• [Given text]:
%%

The cerebellum — a part of the brain once recognized mainly for its role in coordinating movement — underwent evolutionary changes that may have contributed to human culture, language and tool use. This new finding appears in a study by Elaine Guevara of Duke University and colleagues, published May 6th in the journal PLOS Genetics.

Scientists studying how humans evolved their remarkable capacity to think and learn have frequently focused on the prefrontal cortex, a part of the brain vital for executive functions, like moral reasoning and decision making. But recently, the cerebellum has begun receiving more attention for its role in human cognition. Guevara and her team investigated the evolution of the cerebellum and the prefrontal cortex by looking for molecular differences between humans, chimpanzees, and rhesus macaque monkeys. Specifically, they examined genomes from the two types of brain tissue in the three species to find epigenetic differences. These are modifications that do not change the DNA sequence but can affect which genes are turned on and off and can be inherited by future generations.

%%

• [Information provided]:
%%

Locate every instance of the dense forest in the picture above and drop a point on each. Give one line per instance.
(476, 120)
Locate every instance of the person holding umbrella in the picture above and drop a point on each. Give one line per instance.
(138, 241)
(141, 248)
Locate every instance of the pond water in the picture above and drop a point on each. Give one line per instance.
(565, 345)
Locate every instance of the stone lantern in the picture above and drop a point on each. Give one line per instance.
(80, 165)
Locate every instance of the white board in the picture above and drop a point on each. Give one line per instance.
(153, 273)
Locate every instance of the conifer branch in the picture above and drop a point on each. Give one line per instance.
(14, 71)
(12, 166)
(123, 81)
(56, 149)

%%
%%

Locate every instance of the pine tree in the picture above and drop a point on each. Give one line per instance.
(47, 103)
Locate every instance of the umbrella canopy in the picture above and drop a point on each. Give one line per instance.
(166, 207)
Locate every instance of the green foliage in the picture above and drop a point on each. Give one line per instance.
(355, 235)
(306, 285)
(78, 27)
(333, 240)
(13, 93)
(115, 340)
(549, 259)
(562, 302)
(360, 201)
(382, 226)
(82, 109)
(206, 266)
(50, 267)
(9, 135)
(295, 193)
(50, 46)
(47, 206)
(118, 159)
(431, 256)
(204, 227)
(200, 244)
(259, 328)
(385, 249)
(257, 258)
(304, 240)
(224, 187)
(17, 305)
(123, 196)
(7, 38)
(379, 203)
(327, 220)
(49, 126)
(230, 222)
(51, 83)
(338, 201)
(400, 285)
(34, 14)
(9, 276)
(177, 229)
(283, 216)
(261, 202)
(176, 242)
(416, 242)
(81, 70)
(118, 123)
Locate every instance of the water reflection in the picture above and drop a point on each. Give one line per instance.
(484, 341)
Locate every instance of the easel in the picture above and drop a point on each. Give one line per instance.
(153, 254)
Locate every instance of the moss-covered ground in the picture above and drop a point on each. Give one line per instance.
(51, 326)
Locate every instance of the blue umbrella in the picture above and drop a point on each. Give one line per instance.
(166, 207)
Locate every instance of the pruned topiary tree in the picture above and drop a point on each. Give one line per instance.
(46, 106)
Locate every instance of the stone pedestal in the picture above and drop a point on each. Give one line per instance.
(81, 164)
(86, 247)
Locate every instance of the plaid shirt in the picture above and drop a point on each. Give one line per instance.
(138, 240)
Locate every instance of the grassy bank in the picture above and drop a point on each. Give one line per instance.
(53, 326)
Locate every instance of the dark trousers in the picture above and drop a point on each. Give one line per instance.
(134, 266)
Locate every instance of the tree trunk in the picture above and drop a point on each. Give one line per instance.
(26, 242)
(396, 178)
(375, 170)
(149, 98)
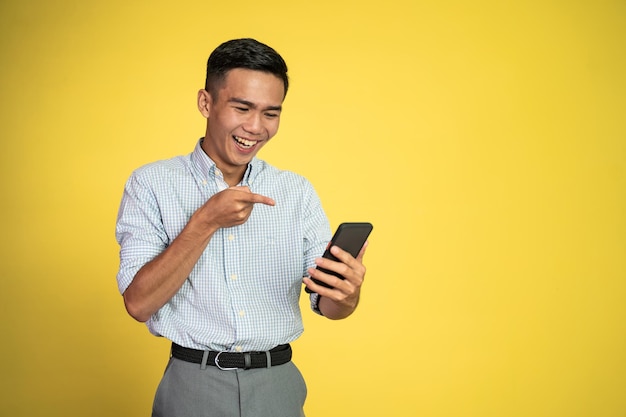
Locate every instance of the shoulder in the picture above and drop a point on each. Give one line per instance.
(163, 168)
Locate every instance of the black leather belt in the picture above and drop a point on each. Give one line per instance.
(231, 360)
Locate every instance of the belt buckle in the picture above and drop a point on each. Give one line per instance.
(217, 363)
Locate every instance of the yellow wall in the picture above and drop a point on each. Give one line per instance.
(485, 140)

%%
%%

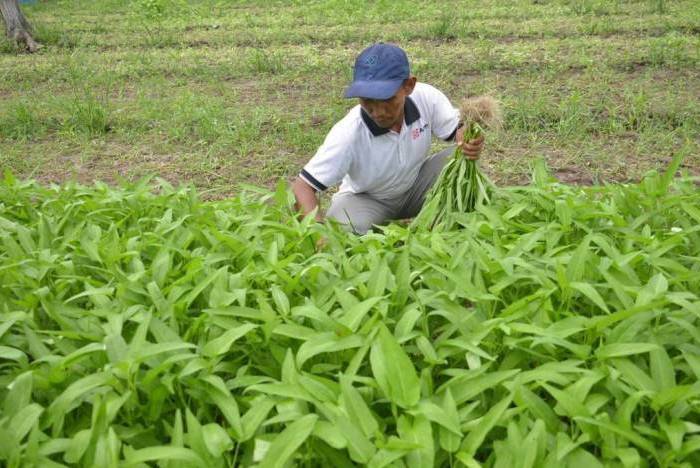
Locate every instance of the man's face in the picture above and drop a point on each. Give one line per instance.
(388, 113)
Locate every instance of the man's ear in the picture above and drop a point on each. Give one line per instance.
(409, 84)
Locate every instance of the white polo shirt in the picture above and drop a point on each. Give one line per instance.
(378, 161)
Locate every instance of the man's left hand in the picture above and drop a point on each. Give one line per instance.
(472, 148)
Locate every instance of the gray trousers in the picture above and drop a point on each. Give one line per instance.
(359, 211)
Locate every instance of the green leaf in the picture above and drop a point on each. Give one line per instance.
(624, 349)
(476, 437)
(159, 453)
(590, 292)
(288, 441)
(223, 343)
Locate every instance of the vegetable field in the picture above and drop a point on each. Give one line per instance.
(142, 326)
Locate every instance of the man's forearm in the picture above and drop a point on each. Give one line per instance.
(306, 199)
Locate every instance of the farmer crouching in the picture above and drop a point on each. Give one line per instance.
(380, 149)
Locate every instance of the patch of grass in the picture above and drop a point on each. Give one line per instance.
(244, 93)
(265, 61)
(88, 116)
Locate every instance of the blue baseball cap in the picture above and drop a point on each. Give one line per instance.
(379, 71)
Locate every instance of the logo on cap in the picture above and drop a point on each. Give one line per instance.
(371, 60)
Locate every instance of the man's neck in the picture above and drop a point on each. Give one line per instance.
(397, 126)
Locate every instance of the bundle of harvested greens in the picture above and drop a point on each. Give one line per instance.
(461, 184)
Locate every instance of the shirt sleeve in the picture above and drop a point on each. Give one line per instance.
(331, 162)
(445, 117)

%%

• [What this task involves]:
Translate this sentence from the text on cerebellum evolution into Spanish: "But recently, the cerebellum has begun receiving more attention for its role in human cognition." The records are separate material and have no connection to the text on cerebellum evolution.

• [Result of the task]:
Pero recientemente, el cerebelo ha comenzado a recibir más atención por su papel en la cognición humana.